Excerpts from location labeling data
--- Begin ---

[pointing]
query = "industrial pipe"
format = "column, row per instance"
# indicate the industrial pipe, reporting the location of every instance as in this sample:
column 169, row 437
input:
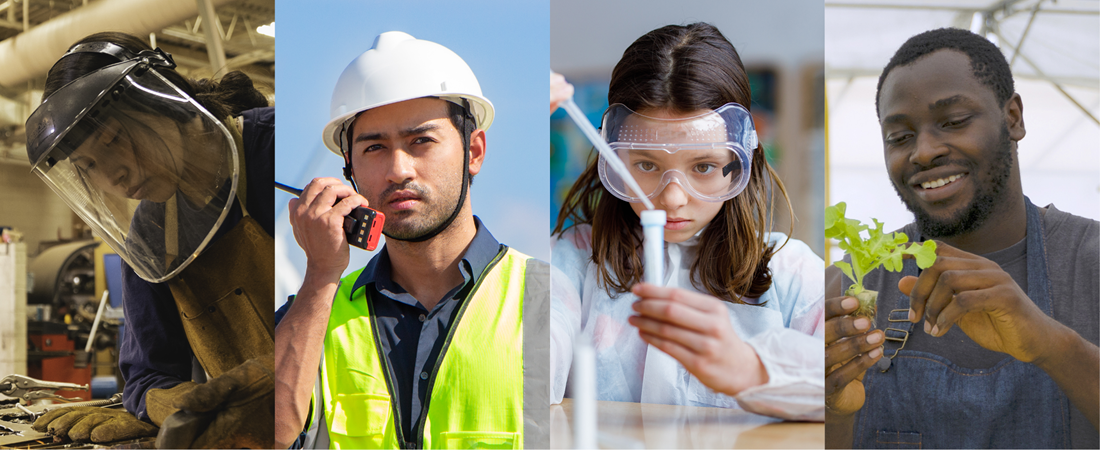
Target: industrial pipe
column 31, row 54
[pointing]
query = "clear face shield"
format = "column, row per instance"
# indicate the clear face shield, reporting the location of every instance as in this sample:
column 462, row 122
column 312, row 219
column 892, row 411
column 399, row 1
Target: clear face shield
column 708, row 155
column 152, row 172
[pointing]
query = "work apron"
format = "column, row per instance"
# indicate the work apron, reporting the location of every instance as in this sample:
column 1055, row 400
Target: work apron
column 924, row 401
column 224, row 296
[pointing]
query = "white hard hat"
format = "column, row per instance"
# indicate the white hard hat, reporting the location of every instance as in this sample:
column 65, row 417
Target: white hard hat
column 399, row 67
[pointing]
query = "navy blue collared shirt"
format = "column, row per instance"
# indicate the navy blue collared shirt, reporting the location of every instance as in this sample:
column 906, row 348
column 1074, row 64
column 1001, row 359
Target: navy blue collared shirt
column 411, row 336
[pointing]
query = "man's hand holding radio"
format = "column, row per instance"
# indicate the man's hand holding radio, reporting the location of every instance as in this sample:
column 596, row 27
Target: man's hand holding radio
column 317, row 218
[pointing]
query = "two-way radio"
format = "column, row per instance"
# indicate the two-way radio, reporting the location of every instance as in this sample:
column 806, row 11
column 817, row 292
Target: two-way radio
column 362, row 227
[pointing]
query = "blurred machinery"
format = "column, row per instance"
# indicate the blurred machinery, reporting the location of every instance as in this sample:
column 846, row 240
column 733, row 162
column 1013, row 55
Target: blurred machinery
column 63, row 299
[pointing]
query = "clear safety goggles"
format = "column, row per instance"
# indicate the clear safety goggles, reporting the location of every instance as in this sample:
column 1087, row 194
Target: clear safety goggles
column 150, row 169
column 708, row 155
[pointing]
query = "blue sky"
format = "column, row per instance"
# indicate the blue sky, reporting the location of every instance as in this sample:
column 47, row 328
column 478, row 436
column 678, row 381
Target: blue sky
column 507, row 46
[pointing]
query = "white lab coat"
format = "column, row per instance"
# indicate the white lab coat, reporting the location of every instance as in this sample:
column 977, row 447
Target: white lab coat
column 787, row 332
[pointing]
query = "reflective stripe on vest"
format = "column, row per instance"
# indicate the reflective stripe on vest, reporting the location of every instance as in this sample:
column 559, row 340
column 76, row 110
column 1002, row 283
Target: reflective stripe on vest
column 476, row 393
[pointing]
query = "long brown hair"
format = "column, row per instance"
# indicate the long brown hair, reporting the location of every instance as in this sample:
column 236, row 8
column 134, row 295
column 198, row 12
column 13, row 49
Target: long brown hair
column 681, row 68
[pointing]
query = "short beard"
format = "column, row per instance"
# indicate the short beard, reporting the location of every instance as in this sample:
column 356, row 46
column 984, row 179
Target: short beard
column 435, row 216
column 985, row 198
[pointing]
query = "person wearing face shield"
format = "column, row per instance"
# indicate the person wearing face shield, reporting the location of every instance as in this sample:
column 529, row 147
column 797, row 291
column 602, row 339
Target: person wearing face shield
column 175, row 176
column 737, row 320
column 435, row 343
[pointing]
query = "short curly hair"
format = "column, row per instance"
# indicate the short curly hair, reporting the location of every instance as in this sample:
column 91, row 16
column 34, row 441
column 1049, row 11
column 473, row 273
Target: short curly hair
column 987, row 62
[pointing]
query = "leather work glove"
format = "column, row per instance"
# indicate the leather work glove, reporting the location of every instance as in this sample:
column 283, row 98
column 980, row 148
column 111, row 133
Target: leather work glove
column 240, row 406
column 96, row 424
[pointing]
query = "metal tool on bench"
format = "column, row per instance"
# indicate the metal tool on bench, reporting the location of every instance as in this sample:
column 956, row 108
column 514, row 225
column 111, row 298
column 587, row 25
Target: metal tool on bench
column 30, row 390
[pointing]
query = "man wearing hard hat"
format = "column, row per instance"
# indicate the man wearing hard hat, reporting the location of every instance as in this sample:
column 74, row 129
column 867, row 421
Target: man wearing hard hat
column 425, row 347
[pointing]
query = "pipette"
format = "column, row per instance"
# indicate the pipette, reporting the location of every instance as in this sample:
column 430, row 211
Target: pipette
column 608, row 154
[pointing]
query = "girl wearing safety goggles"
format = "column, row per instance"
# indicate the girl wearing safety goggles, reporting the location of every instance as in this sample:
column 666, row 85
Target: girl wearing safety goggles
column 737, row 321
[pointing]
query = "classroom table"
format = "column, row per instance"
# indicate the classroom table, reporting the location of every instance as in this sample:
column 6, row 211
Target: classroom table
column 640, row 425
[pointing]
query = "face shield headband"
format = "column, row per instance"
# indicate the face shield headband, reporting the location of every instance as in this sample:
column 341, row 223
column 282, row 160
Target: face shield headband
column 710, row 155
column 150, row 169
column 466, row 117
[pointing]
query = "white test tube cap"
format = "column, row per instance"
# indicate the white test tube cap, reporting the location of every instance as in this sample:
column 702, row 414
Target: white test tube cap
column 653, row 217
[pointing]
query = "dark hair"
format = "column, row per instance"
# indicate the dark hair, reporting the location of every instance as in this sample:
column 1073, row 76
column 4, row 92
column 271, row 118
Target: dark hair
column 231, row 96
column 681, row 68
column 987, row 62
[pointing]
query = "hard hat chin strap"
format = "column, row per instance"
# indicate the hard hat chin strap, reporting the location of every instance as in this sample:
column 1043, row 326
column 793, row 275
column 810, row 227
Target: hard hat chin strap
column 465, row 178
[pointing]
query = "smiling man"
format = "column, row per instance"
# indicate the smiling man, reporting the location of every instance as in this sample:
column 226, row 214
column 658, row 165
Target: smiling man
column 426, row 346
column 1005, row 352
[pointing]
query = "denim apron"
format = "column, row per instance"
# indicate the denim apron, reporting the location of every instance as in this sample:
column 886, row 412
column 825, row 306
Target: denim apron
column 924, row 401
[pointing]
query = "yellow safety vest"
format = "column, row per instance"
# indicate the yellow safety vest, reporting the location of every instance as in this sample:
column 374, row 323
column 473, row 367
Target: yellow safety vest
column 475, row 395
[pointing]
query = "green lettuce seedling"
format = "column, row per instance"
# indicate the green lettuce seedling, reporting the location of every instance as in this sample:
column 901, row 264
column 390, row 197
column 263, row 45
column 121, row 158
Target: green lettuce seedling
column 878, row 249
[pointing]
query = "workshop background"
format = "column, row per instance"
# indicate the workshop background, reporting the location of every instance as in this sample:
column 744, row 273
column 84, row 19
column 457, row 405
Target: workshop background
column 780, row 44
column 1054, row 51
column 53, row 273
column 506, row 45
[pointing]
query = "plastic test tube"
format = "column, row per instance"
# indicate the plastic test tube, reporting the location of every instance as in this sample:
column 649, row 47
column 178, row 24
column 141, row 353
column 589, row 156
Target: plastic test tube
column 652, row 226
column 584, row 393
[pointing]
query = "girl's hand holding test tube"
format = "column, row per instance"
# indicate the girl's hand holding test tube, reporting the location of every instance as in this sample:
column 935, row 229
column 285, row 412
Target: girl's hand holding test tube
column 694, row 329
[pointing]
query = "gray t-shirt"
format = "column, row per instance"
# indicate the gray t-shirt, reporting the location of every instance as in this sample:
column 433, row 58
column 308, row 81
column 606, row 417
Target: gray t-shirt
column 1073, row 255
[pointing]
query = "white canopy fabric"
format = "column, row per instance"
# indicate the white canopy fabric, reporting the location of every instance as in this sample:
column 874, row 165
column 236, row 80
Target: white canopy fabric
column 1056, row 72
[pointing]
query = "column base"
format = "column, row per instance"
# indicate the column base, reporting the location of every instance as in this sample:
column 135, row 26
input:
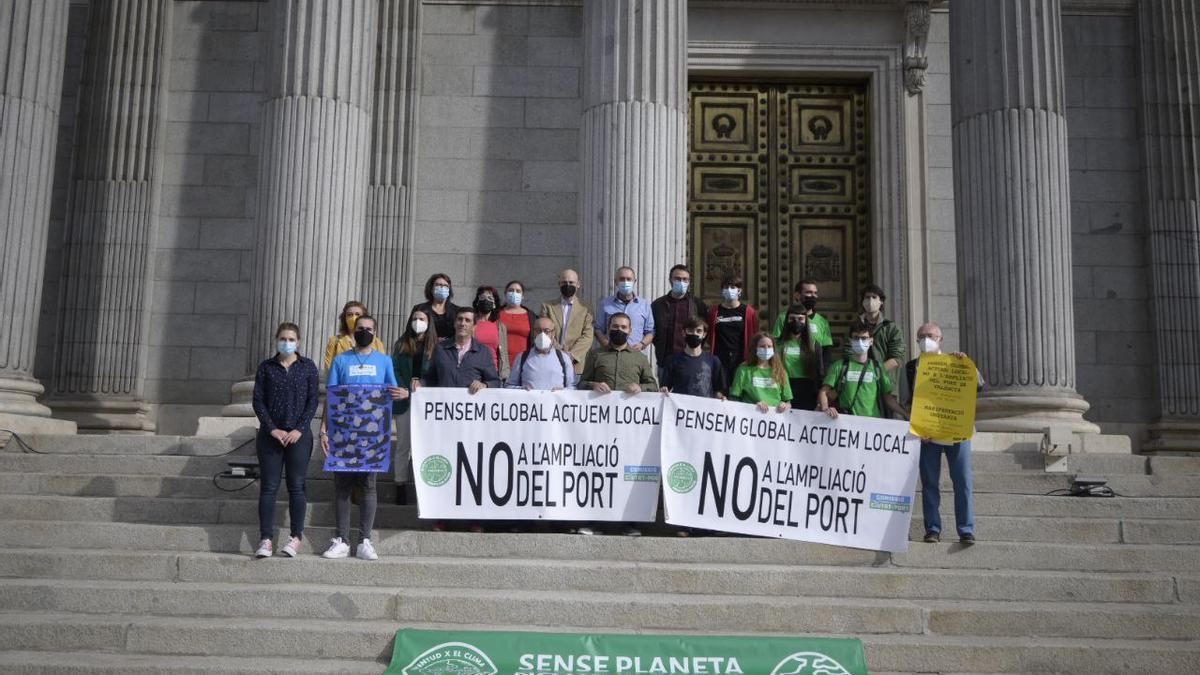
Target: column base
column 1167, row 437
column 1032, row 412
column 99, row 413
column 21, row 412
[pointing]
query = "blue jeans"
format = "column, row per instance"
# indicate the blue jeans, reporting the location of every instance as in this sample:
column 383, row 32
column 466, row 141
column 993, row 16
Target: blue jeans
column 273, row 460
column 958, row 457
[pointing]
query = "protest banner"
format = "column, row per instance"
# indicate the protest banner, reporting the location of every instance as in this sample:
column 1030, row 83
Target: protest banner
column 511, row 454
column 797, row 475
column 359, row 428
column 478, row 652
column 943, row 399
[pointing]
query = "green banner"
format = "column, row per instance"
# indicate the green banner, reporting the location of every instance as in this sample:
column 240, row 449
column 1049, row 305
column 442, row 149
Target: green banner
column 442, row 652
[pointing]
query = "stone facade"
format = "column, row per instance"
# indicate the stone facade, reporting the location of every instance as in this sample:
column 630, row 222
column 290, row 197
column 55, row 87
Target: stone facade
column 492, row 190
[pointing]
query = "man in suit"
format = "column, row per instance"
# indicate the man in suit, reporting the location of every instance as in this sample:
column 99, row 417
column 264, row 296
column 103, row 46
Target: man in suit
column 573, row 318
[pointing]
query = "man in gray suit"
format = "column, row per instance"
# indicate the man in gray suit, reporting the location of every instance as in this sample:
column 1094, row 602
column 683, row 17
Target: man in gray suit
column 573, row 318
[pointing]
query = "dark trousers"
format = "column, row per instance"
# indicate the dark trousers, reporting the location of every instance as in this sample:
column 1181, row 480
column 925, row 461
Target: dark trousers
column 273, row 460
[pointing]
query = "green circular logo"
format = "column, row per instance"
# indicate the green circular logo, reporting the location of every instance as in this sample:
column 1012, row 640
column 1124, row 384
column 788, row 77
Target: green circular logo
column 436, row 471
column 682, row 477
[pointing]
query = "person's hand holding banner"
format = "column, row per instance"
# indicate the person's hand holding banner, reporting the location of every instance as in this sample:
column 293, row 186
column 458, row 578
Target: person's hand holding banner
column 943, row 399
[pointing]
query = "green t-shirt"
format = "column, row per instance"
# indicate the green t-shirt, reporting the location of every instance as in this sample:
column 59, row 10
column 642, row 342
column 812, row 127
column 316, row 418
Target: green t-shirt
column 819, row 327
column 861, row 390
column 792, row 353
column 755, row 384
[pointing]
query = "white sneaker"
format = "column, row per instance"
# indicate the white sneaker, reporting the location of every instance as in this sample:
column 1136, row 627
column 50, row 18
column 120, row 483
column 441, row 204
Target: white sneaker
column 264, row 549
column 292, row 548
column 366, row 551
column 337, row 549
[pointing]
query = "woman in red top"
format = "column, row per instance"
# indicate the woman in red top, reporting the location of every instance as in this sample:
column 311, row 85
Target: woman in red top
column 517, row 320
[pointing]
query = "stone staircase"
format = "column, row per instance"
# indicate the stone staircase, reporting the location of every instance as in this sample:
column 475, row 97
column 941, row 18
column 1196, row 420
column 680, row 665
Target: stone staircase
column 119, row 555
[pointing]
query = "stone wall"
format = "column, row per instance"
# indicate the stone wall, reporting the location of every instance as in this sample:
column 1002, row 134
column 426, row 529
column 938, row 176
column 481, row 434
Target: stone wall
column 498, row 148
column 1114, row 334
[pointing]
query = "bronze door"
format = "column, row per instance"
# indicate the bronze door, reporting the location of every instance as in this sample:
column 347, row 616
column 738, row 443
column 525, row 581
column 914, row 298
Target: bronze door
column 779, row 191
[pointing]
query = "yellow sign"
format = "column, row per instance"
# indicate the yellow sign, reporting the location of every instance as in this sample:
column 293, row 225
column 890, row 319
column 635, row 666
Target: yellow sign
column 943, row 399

--- End ---

▸ Exercise
Which of the lines above contain the word "woman"? Pull out each of them, matching case exactly.

▸ Answer to this task
query = "woman in red top"
# indicate the woman in red top, reporting the location of every instance as in this sample:
Target: woman in red top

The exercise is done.